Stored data
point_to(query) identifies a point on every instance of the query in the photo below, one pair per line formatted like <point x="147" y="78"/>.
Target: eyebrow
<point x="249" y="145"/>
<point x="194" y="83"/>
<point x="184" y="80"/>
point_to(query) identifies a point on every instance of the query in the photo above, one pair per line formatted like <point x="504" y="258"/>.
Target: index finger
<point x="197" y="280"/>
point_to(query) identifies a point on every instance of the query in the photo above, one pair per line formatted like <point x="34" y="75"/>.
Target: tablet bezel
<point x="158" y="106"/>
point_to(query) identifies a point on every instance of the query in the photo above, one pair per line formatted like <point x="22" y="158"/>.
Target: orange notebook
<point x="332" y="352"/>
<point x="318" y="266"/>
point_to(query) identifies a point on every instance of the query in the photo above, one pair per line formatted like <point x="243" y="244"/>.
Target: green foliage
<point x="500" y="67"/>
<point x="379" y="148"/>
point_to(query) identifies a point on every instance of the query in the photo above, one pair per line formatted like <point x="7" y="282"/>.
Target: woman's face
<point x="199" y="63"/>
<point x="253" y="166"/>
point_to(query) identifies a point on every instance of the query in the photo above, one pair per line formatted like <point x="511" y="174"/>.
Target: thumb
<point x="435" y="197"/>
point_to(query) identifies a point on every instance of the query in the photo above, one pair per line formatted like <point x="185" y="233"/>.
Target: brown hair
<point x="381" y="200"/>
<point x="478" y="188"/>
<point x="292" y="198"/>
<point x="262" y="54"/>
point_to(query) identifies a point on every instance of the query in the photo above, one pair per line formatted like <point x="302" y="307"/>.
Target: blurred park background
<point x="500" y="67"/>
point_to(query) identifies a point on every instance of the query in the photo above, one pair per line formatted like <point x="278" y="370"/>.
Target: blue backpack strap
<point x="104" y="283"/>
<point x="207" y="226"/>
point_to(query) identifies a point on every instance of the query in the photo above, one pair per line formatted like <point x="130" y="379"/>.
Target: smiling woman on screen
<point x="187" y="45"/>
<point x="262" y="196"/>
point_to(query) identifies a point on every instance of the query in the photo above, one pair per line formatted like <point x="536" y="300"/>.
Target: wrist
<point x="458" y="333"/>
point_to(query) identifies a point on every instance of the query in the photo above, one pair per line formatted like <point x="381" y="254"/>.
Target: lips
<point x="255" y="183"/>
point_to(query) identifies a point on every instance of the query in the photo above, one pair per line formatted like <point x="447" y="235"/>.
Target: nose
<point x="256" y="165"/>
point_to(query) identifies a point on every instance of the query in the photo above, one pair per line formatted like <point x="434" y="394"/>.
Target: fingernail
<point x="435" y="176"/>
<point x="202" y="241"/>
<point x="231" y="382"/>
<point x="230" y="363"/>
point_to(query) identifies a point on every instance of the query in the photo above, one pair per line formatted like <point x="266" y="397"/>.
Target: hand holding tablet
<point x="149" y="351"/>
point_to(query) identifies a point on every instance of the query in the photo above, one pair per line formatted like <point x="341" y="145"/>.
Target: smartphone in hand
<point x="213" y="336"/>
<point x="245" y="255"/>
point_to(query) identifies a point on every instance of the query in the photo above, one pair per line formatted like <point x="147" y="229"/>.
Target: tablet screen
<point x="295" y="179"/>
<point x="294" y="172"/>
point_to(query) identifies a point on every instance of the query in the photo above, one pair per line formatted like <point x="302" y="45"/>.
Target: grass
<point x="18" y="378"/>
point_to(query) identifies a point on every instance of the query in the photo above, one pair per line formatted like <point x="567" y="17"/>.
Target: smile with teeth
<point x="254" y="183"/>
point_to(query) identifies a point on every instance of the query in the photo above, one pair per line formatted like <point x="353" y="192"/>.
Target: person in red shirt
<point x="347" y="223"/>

▸ **YOUR INSTRUCTIONS**: Exactly as they are written, print the entries again.

▸ **EXERCISE SOLUTION**:
point_to(query) identifies a point on every instance of the query in the photo below, one pair per line formatted like <point x="147" y="78"/>.
Target: eyebrow
<point x="249" y="145"/>
<point x="194" y="83"/>
<point x="184" y="80"/>
point_to(query) identifies a point on every instance of the query in the photo above, one pair per line formatted like <point x="504" y="258"/>.
Target: index finger
<point x="197" y="280"/>
point_to(query) identifies a point on every instance of the query in the photo above, one pair per line formatted like <point x="34" y="75"/>.
Target: tablet bezel
<point x="158" y="106"/>
point_to(query) identifies a point on every instance of the query in the photo above, one pair per line formatted like <point x="22" y="158"/>.
Target: orange notebook
<point x="332" y="352"/>
<point x="318" y="266"/>
point_to(query) identifies a point on every instance of the query in the photo above, one pair per line formatted like <point x="243" y="244"/>.
Target: green foliage
<point x="500" y="67"/>
<point x="379" y="148"/>
point_to(query) identifies a point on every instance of the query in the photo above, one pair per line formatted like <point x="7" y="282"/>.
Target: woman's face
<point x="199" y="63"/>
<point x="253" y="166"/>
point_to(query) identifies a point on every instance of the query in the photo above, one pair per line formatted like <point x="511" y="174"/>.
Target: thumb
<point x="435" y="197"/>
point_to(query) identifies a point on every instance of the query in the photo above, one pair per line formatted like <point x="185" y="233"/>.
Target: brown hair
<point x="381" y="200"/>
<point x="478" y="188"/>
<point x="292" y="198"/>
<point x="262" y="54"/>
point_to(query) identifies a point on every instance of the query in the photo above, one pair per line formatted like <point x="302" y="307"/>.
Target: blurred park background
<point x="500" y="67"/>
point_to(query) identifies a point on every instance of the query in the photo above, one pair per line formatted like <point x="278" y="370"/>.
Target: blue backpack strap
<point x="104" y="283"/>
<point x="207" y="226"/>
point_to(query) identifies a point on every instance of the query in the photo above, one pair per line formatted like <point x="130" y="379"/>.
Target: smiling woman on screen
<point x="187" y="45"/>
<point x="262" y="196"/>
point_to(query) identifies a point on every instance of the query in the photo above, one pair per line formatted like <point x="536" y="300"/>.
Target: wrist
<point x="458" y="333"/>
point_to(query) identifies a point on every instance of the query in the photo above, one pair per line formatted like <point x="381" y="254"/>.
Target: lips
<point x="255" y="183"/>
point_to(query) identifies a point on every instance of the query in the photo above, one pair per line formatted like <point x="447" y="235"/>.
Target: nose
<point x="256" y="165"/>
point_to(query) identifies a point on every instance of the query in the photo above, one pair per line formatted like <point x="434" y="394"/>.
Target: fingernail
<point x="435" y="176"/>
<point x="202" y="241"/>
<point x="231" y="382"/>
<point x="230" y="363"/>
point_to(query) identifies a point on every instance of the query in the photo above, one pair per line formatted like <point x="266" y="397"/>.
Target: hand holding tablet
<point x="149" y="351"/>
point_to(query) identifies a point on every instance of the query in the photo above, one pair per line formatted like <point x="341" y="145"/>.
Target: smartphone in hand
<point x="213" y="336"/>
<point x="245" y="255"/>
point_to(query) identifies a point on every instance of the query in the photo above, one pair per line formatted like <point x="147" y="229"/>.
Target: tablet screen
<point x="295" y="179"/>
<point x="294" y="172"/>
point_to(query) identifies a point on every instance of the query in the photo above, one pair per line formatted like <point x="302" y="45"/>.
Target: grass
<point x="18" y="378"/>
point_to(query) identifies a point on every instance of the query in the photo above, one pair per line formatted like <point x="567" y="17"/>.
Target: smile with teeth
<point x="254" y="183"/>
point_to(query) identifies a point on every instance of the query in the photo above, one pair per line formatted like <point x="353" y="192"/>.
Target: person in red shirt
<point x="347" y="223"/>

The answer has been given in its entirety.